§ **Goal**
Lay out every line of the records below as a numbered list, dropping any blank lines.

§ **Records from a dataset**
## start
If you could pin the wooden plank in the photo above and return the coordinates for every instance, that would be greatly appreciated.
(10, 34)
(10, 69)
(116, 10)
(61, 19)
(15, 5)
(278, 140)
## end
§ **Correct answer**
1. If you could pin the wooden plank in the photo above and return the coordinates for every instance, that would be greatly appreciated.
2. (10, 34)
3. (10, 69)
4. (116, 10)
5. (61, 19)
6. (15, 5)
7. (278, 140)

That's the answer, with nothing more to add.